**Your instructions**: Starting at the line that holds "Where can the bus front" and stopping at the line that holds "column 285, row 262", restate the records below word for word, with both of those lines included.
------ Records for processing ------
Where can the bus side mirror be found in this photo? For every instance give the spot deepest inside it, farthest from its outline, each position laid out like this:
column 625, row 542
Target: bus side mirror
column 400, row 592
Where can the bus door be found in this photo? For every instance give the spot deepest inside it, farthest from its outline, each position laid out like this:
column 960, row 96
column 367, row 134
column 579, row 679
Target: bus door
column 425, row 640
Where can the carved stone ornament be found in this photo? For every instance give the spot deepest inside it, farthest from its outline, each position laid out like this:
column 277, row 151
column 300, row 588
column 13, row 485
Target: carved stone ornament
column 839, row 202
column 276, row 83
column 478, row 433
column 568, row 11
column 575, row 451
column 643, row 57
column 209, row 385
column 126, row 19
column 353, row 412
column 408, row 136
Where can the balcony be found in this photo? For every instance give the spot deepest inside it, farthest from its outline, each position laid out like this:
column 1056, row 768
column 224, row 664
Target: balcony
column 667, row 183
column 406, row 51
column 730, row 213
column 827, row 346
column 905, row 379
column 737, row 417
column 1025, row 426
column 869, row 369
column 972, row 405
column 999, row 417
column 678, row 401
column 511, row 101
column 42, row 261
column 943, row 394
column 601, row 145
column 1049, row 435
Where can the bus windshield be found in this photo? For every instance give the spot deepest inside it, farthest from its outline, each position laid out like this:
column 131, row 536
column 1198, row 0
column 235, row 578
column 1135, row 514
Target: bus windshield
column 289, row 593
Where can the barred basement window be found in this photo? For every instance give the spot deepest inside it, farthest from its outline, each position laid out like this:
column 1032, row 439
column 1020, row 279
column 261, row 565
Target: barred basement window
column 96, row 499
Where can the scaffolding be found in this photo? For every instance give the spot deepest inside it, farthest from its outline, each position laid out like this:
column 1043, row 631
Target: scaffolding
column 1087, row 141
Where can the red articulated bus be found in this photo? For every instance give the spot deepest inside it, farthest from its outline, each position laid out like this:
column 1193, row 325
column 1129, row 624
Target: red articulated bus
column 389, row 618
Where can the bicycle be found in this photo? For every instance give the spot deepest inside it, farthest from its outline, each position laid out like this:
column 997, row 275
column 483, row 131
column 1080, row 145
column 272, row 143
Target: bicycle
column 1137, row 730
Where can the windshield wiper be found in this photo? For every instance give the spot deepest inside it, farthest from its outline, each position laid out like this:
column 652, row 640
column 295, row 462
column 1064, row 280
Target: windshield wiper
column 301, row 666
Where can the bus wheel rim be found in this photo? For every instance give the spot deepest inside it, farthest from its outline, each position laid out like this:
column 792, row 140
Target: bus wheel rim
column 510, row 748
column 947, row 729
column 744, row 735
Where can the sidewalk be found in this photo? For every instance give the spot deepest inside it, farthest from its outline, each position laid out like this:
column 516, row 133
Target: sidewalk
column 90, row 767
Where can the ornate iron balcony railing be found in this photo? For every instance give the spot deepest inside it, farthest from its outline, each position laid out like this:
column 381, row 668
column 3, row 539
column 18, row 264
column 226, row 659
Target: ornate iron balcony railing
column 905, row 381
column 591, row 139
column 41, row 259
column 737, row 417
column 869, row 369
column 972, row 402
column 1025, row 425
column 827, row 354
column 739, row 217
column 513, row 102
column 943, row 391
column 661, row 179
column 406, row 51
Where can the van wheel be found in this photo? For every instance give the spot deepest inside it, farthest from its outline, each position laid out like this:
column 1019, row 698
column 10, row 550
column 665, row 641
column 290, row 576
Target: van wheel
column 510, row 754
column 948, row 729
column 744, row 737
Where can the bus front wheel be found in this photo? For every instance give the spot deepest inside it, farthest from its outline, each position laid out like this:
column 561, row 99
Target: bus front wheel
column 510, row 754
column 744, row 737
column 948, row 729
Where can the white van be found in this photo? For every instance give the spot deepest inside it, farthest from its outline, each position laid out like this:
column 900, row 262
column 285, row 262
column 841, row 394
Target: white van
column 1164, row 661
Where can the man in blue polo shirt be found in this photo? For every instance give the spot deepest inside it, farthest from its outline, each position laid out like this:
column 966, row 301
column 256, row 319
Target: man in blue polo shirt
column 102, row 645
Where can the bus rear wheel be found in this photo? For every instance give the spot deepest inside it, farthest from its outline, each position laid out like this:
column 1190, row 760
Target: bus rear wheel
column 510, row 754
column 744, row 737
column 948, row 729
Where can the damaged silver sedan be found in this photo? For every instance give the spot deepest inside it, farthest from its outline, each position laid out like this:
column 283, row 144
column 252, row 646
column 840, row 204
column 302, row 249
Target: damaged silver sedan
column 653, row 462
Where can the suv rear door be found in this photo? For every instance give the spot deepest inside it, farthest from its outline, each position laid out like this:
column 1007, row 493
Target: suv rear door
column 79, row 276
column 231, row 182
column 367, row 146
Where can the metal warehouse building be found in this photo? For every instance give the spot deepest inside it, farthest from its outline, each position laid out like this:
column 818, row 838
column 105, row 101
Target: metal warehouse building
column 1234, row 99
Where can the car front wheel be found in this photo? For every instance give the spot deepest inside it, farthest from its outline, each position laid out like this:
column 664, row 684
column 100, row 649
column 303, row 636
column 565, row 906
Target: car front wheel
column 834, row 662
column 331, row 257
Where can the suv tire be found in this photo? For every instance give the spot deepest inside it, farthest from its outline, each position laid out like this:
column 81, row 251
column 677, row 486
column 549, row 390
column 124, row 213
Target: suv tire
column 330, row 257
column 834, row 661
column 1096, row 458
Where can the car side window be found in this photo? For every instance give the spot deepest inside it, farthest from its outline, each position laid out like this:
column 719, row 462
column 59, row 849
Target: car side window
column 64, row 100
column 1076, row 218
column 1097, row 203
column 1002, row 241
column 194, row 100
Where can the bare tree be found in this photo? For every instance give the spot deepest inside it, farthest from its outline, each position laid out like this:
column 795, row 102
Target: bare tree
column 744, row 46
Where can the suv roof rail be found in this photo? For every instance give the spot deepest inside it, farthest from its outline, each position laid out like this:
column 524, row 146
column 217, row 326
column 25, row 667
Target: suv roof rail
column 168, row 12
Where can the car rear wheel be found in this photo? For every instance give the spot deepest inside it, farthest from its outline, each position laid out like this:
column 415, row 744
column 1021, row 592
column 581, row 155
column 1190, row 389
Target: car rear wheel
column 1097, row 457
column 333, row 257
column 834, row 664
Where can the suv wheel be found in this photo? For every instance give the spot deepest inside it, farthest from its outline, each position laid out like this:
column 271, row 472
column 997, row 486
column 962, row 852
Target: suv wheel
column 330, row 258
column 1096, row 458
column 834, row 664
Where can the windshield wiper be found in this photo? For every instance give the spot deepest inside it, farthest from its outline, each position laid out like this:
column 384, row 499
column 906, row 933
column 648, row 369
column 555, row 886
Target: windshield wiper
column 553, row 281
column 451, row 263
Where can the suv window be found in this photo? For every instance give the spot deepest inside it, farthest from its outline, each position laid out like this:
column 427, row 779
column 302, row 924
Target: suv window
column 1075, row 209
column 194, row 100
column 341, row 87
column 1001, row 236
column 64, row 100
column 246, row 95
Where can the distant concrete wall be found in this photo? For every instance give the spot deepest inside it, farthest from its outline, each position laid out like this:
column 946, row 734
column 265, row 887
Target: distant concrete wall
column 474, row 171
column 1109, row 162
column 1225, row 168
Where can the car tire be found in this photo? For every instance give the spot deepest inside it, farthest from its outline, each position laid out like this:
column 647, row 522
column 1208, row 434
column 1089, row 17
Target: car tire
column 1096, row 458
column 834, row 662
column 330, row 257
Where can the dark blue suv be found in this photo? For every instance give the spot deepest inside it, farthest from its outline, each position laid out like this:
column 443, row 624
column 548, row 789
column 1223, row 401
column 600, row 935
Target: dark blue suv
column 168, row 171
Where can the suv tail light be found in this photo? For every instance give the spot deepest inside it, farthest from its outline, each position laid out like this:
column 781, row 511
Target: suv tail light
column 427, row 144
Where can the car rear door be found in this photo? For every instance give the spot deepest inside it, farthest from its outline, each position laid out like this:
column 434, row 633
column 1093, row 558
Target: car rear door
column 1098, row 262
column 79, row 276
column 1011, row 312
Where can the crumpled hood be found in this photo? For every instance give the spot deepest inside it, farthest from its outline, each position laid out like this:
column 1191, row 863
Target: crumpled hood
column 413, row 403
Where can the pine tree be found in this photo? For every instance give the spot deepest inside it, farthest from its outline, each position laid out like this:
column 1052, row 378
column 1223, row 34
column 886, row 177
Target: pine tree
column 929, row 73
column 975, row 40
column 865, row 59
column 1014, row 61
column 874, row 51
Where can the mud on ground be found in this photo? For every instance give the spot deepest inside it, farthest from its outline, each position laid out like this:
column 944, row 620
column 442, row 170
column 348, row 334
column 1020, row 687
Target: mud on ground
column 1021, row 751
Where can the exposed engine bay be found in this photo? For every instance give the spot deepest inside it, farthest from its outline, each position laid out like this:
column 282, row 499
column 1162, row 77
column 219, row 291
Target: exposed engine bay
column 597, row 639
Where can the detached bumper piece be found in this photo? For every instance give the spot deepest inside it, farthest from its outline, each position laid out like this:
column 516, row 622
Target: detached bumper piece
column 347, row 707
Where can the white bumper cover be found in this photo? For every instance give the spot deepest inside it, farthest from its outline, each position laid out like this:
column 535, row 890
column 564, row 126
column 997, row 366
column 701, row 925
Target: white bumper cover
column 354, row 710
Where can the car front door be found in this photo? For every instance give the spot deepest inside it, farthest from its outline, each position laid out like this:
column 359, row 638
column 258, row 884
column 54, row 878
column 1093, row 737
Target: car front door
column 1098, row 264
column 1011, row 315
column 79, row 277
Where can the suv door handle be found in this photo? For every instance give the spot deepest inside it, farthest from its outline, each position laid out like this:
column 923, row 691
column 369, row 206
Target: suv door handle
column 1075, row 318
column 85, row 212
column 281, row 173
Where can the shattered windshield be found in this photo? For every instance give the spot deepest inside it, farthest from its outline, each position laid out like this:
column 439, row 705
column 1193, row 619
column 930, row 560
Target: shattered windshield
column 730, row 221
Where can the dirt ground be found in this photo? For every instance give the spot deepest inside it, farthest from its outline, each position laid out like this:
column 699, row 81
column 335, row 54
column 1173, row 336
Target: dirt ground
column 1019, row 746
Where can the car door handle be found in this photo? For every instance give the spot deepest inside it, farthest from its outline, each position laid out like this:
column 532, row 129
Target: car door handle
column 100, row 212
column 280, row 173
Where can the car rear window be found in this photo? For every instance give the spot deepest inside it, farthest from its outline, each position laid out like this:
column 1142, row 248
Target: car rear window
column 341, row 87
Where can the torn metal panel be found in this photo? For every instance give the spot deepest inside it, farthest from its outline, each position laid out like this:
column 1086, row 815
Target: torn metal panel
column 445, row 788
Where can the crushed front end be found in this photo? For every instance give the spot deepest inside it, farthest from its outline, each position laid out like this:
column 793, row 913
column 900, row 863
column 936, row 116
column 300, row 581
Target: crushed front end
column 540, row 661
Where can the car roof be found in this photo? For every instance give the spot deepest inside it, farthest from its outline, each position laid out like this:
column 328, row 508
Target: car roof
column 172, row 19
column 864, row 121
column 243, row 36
------
**Answer to this task**:
Where can the bus front wheel be found in this photo? For every instance give the spot deepest inside it, farthest from its outline, each position laid out like this:
column 561, row 99
Target: bus front wheel
column 510, row 754
column 744, row 737
column 948, row 729
Where can the white van be found in this photo? For every instance give the spot deepest inside it, farthest from its outline, each position laid out like this:
column 900, row 262
column 285, row 262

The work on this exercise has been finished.